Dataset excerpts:
BEGIN

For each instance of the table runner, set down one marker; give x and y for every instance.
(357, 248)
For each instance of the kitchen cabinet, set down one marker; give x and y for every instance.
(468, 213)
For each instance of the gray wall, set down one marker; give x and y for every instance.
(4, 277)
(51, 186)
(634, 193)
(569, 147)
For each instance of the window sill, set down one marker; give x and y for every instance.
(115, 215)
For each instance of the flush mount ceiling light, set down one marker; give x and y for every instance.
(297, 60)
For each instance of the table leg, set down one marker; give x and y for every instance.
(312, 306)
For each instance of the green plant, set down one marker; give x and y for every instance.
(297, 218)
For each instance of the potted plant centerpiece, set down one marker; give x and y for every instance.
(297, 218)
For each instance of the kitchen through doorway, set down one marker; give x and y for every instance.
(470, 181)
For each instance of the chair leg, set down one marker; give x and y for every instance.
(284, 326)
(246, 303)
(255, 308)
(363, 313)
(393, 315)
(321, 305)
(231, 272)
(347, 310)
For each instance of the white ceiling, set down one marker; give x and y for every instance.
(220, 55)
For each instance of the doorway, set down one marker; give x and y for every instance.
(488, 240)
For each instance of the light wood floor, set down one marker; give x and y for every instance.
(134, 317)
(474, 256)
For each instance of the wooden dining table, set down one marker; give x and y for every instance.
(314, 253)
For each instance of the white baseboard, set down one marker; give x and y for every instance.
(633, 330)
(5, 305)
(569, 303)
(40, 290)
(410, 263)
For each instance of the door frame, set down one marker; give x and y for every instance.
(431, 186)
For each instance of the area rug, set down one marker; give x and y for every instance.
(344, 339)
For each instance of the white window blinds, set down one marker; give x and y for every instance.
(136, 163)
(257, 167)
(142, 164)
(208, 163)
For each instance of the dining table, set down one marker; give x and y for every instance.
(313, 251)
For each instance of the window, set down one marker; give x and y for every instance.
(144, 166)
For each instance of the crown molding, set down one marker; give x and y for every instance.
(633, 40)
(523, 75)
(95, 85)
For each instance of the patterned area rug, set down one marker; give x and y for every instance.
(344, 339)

END

### Exercise objective
An exact copy of the lines from the one holding "For each instance of the door frame, set" through the end of the data is the whole answer.

### Finished task
For each instance of the door frame, set down one marker; give x and y for every instance.
(431, 186)
For each instance of the area rug, set down one marker; give x and y for every instance.
(344, 339)
For each instance of the white window blinds, set down one marker; give x and y for every instance.
(136, 163)
(257, 167)
(142, 164)
(208, 163)
For each instance of the dining table, set down one marker; give x and y for every instance.
(313, 251)
For each instance of the window, set down one marker; give x and y for every instance.
(144, 166)
For each instance of the crown molding, set down one marker; give x and y for every instance.
(633, 40)
(523, 75)
(95, 85)
For each instance of the patterned area rug, set down one marker; give x and y for every instance.
(344, 339)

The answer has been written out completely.